No apologies needed for too much backstory. I feed of lore!
Seconded. Came here to say just this very thing. Abbadon, this is your baby, do what you will. I appreciate this gift, and will not complain. Thank you~
The lore and backstory is what I love the most about this comic. It makes it feel so real.
Such delicious indulgence. There is nothing whatsoever to apologize for.
I’m lovin it! One page for a new Demiurge hardly seems indulgent! Plus the lore is great!
Looks like those warrants aren’t quite enough to provoke 82 White Chain to attack another member of the party.
The warrants are likely invalid, as they are for Ye’re Yabalchoath, a name which has been taken and no longer exists.
‘ye’re’ is ‘you’re’ in heavily accented english
black masked demons only have one name, obviously
Ye’re is just black tongue for you’re I believe. I try not to mix with such vermin.
Pretty sure “Ye’re” is “ye are” is “you are”. preetty sure.
Us devils talk weird.
Y is in fact a miswritten Thorn, not Yankee, so ye are is Thee are, which is a grammatical mangle of Thou art.
The sentence is banishment, so be executed at her discretion.
OH MY YISUN! Could that be Himself?
We, simple Angels, never had a chance to take a glimpse at the most ferocious our elder brothersisters have fought.
It is said that even the ebon Devils fear His might.
When I was fighting at the edge of the Void, repelling the Hot Black Flame in its hideous form, I couldn’t even dream of approaching the frontline where Himself stood glorious in His unbound mastered form.
It was all the same tempting and horrifying to take a glimpse. An even more cruel fate would have awaited me if I had marched along those who fought Himself and His Devils.
Great Yabachoath has stolen from my master, and yet even I am compelled to PRAISE her!
Fear not, oh Abaddon, for Yabalchoath’s backstory is so delectable that we are enraptured.
I am more startled by the revelation that Preem Nand was wed to the mighty Ebon before he ascended to his Sphinx-hood, and note with fascination that a Gold was clever enough to both betray an Ebon and parley himself into a position of tremendous might.
A formidable fellow indeed.
Yeah, devil power rises and falls by color, but Preem Praman Nand is ebon (but with a gold mask?) and wields power notably greater than other ebons we have seen. He’s grown up quite a bit since the time shown here. But why do you think he betrayed CC? Is that stated somewhere?
“Forgive me for the backstory, I am about to inflict.”

★ ★ ★

* _Work to do_
According to the comment thread, why are the warrants likely invalid?

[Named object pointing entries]
★ ★ ★

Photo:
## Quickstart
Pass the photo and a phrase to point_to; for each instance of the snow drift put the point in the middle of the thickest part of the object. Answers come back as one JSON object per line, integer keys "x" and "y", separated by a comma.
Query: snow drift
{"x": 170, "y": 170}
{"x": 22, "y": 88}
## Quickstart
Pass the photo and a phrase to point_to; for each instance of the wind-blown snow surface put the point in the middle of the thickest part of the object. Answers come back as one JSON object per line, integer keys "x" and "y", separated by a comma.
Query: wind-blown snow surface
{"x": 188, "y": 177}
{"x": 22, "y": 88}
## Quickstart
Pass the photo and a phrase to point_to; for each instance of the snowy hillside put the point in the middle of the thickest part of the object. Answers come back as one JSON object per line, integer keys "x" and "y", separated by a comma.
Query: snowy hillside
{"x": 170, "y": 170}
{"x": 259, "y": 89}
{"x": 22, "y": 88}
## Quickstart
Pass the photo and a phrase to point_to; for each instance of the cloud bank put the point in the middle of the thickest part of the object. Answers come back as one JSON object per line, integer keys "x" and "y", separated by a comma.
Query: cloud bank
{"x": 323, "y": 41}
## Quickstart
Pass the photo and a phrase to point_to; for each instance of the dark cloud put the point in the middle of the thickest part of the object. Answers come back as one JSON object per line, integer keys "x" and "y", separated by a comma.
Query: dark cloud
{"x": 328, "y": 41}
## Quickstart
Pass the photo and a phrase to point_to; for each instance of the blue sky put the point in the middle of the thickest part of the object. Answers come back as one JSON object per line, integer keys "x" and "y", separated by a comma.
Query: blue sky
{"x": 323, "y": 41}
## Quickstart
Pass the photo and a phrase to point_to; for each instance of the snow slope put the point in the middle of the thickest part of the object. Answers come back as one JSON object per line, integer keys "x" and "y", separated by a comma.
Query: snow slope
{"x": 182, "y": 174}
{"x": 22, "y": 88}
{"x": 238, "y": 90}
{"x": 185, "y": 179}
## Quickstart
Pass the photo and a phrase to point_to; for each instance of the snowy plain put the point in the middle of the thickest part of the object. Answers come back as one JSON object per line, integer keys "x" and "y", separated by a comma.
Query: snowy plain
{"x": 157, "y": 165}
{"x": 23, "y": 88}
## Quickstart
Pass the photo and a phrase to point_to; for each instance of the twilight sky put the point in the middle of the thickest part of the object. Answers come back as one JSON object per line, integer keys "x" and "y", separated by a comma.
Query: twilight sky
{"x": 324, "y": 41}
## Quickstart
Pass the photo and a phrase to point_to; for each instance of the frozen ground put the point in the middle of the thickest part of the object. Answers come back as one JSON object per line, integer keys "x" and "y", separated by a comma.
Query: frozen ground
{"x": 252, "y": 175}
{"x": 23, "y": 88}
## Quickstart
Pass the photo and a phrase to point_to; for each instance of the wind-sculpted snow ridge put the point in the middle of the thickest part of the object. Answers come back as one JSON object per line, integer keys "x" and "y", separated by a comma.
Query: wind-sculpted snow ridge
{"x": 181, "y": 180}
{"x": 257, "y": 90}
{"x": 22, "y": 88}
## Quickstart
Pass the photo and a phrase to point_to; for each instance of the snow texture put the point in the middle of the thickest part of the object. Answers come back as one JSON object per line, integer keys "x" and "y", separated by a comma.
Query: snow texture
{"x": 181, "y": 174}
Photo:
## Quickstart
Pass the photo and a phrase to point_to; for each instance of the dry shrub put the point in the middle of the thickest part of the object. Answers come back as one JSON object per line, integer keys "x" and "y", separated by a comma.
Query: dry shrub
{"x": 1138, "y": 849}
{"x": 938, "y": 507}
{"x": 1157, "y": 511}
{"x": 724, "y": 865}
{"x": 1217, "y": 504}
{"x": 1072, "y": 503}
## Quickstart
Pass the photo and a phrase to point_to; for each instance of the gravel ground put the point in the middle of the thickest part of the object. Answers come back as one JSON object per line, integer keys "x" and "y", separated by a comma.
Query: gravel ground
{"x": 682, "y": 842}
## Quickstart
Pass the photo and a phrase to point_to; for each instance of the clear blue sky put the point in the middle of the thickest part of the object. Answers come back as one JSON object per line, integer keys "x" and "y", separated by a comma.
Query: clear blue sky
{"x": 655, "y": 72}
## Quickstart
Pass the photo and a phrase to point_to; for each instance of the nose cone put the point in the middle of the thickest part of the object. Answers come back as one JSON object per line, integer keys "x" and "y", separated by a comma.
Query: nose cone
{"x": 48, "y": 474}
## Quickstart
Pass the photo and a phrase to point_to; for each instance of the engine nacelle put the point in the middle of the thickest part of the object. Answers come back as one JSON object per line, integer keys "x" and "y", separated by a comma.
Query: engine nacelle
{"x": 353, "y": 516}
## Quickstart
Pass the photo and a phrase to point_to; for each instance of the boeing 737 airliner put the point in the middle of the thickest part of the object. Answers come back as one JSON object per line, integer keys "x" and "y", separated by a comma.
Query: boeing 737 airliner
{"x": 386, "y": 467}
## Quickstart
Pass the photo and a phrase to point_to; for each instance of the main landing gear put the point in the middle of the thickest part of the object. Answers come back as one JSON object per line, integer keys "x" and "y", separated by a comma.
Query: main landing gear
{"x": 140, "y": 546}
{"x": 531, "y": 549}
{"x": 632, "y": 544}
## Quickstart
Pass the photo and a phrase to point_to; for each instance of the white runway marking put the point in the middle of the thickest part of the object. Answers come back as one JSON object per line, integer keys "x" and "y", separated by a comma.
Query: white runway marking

★ ★ ★

* _Solution below_
They are for Ye're Yabalchoath, a name that has been taken and no longer exists.